● **Exercise task**:
Please pick out every line of the records that contains the word "water", and copy each one; case counts.
BEGIN Provided data
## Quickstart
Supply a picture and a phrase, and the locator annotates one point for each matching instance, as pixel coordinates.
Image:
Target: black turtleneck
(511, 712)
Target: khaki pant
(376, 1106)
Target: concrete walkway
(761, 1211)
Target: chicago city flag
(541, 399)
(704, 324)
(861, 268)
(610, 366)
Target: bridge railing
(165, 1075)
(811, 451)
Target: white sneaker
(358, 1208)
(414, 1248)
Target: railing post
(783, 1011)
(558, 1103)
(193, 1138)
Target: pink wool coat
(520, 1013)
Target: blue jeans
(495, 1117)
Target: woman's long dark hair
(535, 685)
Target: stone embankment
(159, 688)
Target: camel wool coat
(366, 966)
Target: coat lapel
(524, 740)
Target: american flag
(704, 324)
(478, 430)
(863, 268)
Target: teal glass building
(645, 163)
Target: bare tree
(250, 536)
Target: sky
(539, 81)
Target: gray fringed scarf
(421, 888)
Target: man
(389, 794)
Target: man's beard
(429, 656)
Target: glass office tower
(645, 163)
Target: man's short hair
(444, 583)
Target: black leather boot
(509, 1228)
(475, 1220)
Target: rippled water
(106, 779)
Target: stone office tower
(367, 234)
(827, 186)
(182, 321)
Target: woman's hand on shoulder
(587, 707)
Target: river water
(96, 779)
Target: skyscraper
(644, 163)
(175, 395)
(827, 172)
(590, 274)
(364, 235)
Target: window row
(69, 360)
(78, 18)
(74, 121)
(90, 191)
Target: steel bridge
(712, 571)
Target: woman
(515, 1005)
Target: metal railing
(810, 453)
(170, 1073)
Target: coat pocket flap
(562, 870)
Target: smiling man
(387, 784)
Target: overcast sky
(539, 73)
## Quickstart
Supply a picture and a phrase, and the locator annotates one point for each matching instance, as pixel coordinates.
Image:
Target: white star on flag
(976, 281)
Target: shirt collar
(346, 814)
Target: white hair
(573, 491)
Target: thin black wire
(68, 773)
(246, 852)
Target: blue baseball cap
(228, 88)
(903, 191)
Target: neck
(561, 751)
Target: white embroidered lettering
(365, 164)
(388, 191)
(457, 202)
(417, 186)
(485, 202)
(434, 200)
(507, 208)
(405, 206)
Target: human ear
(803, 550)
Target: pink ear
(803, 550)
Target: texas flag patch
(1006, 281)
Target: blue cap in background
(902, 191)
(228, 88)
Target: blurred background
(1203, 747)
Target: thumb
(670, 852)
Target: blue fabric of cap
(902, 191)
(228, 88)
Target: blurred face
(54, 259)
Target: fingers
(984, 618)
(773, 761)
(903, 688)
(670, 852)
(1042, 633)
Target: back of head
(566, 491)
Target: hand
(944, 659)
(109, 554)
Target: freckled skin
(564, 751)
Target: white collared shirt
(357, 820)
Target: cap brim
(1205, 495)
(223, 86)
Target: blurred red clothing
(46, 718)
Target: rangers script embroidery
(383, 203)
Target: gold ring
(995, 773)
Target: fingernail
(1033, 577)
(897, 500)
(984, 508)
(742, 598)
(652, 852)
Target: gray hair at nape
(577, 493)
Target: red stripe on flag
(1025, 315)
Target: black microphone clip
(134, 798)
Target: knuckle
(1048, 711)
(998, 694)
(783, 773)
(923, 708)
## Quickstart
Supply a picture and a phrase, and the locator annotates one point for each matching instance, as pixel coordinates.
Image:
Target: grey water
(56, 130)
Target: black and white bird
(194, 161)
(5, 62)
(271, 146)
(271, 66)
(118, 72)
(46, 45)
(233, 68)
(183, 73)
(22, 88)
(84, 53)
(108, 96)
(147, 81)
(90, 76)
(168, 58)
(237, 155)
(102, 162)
END Provided data
BEGIN Provided data
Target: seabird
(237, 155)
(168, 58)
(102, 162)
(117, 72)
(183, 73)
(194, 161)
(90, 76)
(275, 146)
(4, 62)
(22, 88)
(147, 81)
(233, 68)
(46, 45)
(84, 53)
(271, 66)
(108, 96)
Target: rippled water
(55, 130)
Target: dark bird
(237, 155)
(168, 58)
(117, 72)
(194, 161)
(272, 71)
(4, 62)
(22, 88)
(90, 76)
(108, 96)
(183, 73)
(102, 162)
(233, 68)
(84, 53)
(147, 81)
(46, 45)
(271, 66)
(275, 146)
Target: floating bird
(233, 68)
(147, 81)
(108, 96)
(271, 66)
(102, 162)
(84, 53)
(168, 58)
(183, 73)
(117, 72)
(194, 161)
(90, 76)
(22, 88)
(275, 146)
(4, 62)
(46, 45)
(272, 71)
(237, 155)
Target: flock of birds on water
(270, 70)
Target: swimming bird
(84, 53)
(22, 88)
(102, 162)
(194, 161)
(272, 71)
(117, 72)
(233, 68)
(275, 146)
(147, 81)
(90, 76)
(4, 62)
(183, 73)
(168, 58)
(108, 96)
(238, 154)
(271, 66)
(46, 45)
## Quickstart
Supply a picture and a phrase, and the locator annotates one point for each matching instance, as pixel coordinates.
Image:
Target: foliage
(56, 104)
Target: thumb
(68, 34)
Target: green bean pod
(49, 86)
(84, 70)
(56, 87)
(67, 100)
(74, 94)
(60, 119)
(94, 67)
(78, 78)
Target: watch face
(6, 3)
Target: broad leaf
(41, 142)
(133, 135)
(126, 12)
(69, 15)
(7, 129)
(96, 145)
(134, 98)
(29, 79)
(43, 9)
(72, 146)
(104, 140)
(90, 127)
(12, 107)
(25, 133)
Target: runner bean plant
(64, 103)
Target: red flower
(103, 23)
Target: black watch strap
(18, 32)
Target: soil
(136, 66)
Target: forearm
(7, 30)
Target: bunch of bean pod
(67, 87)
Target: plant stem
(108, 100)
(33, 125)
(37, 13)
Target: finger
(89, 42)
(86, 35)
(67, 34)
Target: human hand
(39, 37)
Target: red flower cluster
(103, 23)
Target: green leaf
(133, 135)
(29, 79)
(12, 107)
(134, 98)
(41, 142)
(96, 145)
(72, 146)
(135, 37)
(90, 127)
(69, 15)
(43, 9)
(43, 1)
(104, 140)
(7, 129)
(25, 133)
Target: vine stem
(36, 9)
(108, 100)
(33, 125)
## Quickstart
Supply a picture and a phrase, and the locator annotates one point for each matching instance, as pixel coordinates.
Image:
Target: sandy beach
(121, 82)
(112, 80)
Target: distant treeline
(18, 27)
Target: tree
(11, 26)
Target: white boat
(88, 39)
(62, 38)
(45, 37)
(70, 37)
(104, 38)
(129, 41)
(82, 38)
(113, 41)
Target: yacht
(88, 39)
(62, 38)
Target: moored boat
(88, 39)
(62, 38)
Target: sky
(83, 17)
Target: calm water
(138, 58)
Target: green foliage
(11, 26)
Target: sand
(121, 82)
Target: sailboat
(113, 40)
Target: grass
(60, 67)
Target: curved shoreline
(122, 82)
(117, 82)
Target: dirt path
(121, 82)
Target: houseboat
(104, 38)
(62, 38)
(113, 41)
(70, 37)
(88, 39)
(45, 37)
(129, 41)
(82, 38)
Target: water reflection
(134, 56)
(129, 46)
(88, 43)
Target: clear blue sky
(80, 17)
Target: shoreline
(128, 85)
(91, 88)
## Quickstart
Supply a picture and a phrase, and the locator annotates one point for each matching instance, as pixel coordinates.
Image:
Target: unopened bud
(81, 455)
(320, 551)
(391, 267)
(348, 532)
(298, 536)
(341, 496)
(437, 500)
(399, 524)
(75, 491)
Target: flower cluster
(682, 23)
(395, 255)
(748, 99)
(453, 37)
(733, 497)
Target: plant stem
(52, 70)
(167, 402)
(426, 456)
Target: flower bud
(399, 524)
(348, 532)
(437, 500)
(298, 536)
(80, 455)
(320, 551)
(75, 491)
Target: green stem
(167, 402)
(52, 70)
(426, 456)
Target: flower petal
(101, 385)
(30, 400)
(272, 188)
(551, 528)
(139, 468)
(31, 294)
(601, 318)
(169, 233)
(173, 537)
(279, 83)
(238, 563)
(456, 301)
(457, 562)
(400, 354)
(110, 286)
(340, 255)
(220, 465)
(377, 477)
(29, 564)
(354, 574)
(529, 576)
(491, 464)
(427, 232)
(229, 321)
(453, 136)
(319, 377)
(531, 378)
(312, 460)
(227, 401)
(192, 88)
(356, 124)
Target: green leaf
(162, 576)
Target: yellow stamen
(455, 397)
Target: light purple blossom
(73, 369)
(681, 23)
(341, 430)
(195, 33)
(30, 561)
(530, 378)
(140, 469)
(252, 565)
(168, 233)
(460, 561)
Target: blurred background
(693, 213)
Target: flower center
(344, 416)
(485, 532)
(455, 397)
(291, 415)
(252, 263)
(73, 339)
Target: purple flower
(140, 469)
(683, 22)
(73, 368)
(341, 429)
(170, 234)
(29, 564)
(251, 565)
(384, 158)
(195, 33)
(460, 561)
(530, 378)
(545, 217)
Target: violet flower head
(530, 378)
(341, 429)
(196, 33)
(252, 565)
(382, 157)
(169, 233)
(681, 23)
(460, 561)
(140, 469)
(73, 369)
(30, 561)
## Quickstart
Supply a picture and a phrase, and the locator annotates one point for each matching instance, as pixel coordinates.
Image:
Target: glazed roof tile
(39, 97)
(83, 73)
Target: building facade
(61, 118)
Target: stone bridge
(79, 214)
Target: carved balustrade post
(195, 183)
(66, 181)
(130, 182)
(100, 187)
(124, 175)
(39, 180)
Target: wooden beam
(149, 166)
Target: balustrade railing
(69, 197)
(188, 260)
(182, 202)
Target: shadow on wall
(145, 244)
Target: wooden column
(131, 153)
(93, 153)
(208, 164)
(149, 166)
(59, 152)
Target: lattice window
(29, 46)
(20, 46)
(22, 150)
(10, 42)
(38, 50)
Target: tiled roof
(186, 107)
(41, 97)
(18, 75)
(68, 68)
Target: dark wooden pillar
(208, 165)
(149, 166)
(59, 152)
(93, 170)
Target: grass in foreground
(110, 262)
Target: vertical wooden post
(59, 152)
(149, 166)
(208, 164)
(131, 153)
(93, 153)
END Provided data
● **Answer below**:
Target: rippled water
Target: river water
Target: grey water
Target: rippled water
Target: flock of birds on water
Target: calm water
Target: water reflection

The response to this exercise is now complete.